[[ Data records, beginning ]]

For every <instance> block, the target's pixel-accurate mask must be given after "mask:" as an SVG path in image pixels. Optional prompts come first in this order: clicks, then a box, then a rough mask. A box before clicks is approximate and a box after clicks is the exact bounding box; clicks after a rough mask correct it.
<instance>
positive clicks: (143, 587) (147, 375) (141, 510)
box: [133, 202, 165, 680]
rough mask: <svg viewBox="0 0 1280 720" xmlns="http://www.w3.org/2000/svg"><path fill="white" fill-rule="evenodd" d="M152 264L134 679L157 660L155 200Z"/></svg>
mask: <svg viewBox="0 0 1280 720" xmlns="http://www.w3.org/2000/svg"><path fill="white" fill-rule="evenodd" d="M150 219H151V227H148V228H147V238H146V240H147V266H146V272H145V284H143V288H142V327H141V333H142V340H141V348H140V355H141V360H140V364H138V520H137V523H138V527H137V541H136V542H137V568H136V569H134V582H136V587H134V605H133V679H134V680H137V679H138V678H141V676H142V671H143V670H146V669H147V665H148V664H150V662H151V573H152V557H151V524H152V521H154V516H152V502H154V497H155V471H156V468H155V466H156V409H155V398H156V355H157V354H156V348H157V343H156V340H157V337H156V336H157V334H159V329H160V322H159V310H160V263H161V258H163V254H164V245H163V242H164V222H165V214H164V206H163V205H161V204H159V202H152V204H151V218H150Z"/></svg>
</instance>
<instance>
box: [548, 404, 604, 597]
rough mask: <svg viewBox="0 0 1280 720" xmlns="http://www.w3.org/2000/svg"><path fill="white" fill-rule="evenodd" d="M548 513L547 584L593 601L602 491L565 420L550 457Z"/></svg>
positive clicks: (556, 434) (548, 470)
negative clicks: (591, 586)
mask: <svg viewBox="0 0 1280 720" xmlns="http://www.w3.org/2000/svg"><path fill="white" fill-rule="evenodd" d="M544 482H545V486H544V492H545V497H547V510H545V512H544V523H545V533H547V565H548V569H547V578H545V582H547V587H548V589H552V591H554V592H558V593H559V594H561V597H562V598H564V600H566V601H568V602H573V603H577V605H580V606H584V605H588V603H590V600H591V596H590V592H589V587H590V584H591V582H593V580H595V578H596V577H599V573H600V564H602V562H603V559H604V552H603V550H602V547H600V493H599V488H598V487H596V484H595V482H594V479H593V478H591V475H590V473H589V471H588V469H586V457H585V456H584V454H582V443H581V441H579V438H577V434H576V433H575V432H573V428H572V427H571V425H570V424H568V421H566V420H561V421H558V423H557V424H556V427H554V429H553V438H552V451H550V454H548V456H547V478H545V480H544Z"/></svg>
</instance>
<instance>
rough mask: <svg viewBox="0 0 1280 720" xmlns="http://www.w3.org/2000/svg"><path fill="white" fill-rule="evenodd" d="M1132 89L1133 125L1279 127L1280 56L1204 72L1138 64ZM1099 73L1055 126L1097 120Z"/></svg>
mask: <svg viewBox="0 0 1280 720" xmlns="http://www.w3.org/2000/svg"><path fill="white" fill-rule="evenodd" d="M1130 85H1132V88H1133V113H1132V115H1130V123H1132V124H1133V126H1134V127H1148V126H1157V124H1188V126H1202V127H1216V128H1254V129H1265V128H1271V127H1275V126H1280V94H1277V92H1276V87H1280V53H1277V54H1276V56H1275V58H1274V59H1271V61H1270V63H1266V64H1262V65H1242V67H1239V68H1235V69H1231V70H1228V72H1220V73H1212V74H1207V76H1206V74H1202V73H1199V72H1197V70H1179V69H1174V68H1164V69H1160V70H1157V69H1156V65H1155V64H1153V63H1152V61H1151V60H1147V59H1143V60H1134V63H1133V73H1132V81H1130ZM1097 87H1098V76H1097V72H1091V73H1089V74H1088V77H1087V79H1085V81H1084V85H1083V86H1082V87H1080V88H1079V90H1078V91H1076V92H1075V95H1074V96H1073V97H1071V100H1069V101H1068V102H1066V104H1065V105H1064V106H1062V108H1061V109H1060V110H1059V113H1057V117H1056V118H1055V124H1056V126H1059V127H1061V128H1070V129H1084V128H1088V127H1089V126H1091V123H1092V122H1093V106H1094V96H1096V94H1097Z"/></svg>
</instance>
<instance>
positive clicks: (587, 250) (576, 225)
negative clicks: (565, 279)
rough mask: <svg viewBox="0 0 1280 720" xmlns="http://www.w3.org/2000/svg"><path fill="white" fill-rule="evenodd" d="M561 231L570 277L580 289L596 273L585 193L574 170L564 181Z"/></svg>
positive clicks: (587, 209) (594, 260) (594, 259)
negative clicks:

[[ Data records, end ]]

Make an exact copy of the listing, including every line.

## Response
For every <instance> block, the target's pixel-accurate mask must be given after "mask:" as an SVG path in image pixels. Optional prompts come first in this order: clicks, then a box, then a rough mask. A box before clicks is approximate and a box after clicks is the exact bounding box; clicks after a rough mask correct it.
<instance>
positive clicks: (143, 587) (147, 375) (141, 510)
box: [133, 202, 165, 680]
rough mask: <svg viewBox="0 0 1280 720" xmlns="http://www.w3.org/2000/svg"><path fill="white" fill-rule="evenodd" d="M152 264L134 679L157 660L155 200Z"/></svg>
mask: <svg viewBox="0 0 1280 720" xmlns="http://www.w3.org/2000/svg"><path fill="white" fill-rule="evenodd" d="M150 219H151V227H148V228H147V238H146V240H147V266H146V272H145V284H143V288H142V327H141V333H142V340H141V348H140V355H141V360H140V364H138V520H137V523H138V527H137V541H136V542H137V568H136V569H134V582H136V587H134V605H133V679H134V680H137V679H138V678H141V676H142V671H143V670H146V669H147V665H148V664H150V662H151V573H152V557H151V524H152V521H154V516H152V502H154V497H155V471H156V468H155V466H156V409H155V398H156V355H157V354H156V348H157V343H156V340H157V337H156V336H157V334H159V329H160V322H159V310H160V263H161V258H163V254H164V245H163V242H164V222H165V214H164V206H163V205H161V204H159V202H152V204H151V218H150Z"/></svg>
</instance>
<instance>
box: [548, 404, 604, 597]
rough mask: <svg viewBox="0 0 1280 720" xmlns="http://www.w3.org/2000/svg"><path fill="white" fill-rule="evenodd" d="M548 513L547 584L593 601L602 491L565 420L550 457Z"/></svg>
positive clicks: (556, 434) (548, 470)
negative clicks: (591, 586)
mask: <svg viewBox="0 0 1280 720" xmlns="http://www.w3.org/2000/svg"><path fill="white" fill-rule="evenodd" d="M544 482H545V486H544V492H545V497H547V510H545V512H544V523H545V533H547V565H548V569H547V578H545V582H547V587H548V589H552V591H554V592H558V593H559V594H561V597H562V598H564V600H566V601H568V602H573V603H577V605H580V606H584V605H588V603H590V600H591V596H590V592H589V587H590V584H591V582H593V580H595V578H596V577H599V573H600V564H602V562H603V559H604V552H603V550H602V547H600V493H599V488H598V487H596V484H595V482H594V479H593V478H591V475H590V473H589V471H588V469H586V457H585V456H584V454H582V443H581V441H579V438H577V434H576V433H575V432H573V428H572V427H571V425H570V424H568V421H566V420H561V421H558V423H557V424H556V427H554V429H553V438H552V451H550V454H548V456H547V478H545V480H544Z"/></svg>
</instance>
<instance>
rough mask: <svg viewBox="0 0 1280 720" xmlns="http://www.w3.org/2000/svg"><path fill="white" fill-rule="evenodd" d="M1132 89L1133 125L1279 127L1280 56L1204 72L1138 64ZM1099 73L1055 126L1097 120Z"/></svg>
mask: <svg viewBox="0 0 1280 720" xmlns="http://www.w3.org/2000/svg"><path fill="white" fill-rule="evenodd" d="M1130 85H1132V88H1133V113H1132V115H1130V123H1132V124H1133V126H1134V127H1148V126H1157V124H1188V126H1202V127H1216V128H1254V129H1265V128H1271V127H1275V126H1280V94H1277V92H1276V87H1280V53H1277V54H1276V56H1275V58H1274V59H1271V61H1270V63H1266V64H1262V65H1242V67H1239V68H1235V69H1231V70H1228V72H1220V73H1212V74H1207V76H1206V74H1202V73H1199V72H1197V70H1179V69H1174V68H1164V69H1160V70H1157V69H1156V65H1155V64H1153V63H1152V61H1151V60H1147V59H1143V60H1134V63H1133V73H1132V81H1130ZM1097 87H1098V76H1097V72H1091V73H1089V74H1088V77H1087V79H1085V81H1084V85H1083V86H1082V87H1080V88H1079V90H1078V91H1076V92H1075V95H1074V96H1073V97H1071V100H1069V101H1068V102H1066V104H1065V105H1064V106H1062V108H1061V109H1060V110H1059V113H1057V117H1056V118H1055V124H1056V126H1059V127H1061V128H1070V129H1084V128H1088V127H1089V126H1091V123H1092V122H1093V106H1094V96H1096V94H1097Z"/></svg>
</instance>
<instance>
positive clicks: (587, 250) (576, 225)
negative clicks: (565, 279)
rough mask: <svg viewBox="0 0 1280 720" xmlns="http://www.w3.org/2000/svg"><path fill="white" fill-rule="evenodd" d="M561 231L570 277L580 289L596 273L585 193L574 170L564 181Z"/></svg>
positive clicks: (587, 209) (594, 260) (594, 259)
negative clicks:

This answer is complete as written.